Do this: Pick out every line of the material that contains the word "green", and copy each of those lines in full. Case counts.

[start]

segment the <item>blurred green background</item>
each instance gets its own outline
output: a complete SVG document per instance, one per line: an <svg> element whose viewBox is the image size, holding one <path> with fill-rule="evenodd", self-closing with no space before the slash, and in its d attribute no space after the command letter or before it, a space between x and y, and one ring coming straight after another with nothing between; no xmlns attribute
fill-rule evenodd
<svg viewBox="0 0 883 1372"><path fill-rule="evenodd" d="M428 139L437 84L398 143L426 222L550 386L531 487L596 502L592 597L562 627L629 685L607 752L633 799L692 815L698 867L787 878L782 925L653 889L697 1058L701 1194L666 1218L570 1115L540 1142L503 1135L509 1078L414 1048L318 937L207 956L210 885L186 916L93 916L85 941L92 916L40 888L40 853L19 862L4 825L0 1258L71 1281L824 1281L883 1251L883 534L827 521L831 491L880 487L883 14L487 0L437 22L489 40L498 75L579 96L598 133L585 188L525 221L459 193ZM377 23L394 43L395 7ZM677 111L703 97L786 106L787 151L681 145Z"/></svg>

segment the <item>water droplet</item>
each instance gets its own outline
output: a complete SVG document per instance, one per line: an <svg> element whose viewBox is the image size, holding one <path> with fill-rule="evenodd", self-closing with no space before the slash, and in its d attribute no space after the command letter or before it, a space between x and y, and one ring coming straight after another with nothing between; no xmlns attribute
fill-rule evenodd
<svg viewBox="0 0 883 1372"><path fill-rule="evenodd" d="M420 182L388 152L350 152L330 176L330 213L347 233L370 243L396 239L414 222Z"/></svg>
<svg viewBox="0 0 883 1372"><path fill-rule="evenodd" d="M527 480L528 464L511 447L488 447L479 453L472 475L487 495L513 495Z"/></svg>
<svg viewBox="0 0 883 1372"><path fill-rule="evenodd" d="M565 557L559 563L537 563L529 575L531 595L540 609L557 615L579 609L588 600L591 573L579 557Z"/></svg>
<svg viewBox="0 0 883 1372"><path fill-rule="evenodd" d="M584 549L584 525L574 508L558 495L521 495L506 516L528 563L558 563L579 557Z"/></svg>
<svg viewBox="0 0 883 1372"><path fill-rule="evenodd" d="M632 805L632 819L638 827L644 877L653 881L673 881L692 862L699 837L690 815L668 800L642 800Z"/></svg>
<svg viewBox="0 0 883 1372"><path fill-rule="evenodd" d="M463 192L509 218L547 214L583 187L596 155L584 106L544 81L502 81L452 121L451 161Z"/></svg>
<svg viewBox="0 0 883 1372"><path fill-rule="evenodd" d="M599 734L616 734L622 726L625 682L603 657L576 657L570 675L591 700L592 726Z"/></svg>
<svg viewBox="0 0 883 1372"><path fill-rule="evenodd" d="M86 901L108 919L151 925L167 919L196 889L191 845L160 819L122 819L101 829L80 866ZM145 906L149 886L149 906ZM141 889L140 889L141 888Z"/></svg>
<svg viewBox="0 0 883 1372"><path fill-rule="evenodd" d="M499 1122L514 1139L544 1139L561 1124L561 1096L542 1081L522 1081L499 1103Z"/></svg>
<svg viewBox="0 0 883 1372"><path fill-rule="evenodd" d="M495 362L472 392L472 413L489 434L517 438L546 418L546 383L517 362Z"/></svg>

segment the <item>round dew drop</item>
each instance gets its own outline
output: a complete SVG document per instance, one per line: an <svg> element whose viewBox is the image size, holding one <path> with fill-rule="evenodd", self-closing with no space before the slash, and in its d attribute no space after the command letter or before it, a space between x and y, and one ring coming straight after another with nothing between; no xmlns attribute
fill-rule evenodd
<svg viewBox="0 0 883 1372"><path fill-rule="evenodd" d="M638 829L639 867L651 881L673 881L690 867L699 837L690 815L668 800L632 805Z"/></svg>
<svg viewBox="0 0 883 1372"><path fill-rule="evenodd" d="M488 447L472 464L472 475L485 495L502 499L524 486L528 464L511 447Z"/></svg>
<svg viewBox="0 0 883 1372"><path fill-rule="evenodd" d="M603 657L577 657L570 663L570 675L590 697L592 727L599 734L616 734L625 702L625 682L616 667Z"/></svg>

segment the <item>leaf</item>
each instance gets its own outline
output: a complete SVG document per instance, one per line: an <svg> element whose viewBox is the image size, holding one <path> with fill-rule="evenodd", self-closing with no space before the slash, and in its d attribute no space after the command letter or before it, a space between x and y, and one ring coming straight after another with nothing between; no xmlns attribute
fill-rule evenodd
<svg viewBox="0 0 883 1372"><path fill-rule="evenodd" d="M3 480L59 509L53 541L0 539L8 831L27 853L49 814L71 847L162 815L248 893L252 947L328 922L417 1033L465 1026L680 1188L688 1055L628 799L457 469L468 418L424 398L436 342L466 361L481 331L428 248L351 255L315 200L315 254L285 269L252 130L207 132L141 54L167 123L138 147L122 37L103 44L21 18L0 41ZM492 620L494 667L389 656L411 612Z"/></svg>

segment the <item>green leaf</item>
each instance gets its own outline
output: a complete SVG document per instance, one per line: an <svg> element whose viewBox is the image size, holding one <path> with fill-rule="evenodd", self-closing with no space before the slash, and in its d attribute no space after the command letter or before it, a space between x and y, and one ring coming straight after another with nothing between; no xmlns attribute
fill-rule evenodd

[end]
[start]

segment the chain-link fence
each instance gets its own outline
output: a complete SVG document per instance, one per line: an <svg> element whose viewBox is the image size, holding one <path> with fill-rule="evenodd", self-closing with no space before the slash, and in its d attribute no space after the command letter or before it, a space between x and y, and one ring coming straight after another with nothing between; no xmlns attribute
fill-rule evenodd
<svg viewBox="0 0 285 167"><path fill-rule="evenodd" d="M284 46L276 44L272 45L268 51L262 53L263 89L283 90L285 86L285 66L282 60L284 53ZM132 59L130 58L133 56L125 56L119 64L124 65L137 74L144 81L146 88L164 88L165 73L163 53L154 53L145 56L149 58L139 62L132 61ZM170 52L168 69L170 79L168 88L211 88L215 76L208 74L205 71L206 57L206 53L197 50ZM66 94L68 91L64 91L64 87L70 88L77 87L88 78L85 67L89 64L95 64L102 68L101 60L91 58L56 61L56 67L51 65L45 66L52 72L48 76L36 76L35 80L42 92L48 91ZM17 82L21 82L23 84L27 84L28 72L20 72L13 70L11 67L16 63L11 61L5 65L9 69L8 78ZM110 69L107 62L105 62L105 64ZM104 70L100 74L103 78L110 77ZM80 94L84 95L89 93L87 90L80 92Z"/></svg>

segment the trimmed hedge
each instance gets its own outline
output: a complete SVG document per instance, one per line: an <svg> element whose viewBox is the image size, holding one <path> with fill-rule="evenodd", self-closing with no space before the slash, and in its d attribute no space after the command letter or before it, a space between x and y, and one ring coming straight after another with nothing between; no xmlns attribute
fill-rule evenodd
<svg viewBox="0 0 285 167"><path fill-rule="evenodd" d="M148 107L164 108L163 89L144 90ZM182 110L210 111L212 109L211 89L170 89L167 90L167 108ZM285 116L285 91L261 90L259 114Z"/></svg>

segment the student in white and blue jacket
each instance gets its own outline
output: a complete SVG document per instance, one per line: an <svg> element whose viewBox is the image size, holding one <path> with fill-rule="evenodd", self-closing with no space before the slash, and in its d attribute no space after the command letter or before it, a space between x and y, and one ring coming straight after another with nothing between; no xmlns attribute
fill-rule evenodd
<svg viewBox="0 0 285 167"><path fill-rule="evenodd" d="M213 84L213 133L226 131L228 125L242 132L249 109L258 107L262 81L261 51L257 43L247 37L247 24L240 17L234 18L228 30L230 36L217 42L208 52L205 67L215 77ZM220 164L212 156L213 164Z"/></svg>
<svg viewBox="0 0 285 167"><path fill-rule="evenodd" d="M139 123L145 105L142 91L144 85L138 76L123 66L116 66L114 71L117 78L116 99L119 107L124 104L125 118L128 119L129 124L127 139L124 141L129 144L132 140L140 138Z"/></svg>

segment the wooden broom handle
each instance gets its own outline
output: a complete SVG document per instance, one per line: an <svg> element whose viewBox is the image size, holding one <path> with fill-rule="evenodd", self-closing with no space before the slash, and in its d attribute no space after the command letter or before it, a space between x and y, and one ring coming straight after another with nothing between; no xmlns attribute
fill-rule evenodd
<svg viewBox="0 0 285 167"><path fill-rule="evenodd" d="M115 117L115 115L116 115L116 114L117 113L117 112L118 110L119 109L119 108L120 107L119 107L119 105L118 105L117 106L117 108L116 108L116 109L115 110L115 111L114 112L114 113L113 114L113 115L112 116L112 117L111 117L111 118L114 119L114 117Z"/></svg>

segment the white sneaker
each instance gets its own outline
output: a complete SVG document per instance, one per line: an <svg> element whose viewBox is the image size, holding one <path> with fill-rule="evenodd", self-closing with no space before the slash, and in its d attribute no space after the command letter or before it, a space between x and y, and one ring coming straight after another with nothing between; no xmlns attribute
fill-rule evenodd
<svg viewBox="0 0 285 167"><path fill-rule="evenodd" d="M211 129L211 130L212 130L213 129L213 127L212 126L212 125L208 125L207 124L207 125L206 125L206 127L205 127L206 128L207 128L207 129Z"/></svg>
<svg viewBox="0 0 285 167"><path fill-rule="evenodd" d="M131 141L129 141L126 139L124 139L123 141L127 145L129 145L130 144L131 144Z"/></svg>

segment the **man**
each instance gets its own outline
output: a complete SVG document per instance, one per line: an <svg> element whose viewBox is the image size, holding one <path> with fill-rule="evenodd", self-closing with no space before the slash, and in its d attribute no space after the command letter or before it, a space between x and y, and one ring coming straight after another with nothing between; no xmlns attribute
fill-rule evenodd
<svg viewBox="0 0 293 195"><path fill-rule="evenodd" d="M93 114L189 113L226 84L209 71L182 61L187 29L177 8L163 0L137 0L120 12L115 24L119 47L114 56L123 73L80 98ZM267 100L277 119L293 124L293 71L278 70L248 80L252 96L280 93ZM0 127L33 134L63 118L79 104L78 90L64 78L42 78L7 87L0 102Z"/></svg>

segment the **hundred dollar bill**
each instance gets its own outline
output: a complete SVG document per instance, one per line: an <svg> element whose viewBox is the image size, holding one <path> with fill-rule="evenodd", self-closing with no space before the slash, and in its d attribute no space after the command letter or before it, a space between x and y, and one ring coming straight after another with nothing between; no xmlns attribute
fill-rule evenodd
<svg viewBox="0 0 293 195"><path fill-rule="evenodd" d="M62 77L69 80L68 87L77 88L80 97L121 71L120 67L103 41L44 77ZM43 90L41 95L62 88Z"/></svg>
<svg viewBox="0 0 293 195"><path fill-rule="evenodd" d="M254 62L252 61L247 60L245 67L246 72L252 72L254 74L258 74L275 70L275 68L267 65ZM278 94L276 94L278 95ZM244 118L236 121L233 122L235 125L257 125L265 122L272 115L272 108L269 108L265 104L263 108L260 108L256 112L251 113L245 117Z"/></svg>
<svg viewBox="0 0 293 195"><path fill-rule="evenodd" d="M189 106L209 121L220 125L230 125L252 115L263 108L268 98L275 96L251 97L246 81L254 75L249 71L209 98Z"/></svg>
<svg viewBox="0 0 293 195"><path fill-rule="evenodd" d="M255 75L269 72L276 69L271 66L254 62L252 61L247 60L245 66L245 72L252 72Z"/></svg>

[end]

Final result:
segment the <item>blurred green background</item>
segment the <item>green leaf</item>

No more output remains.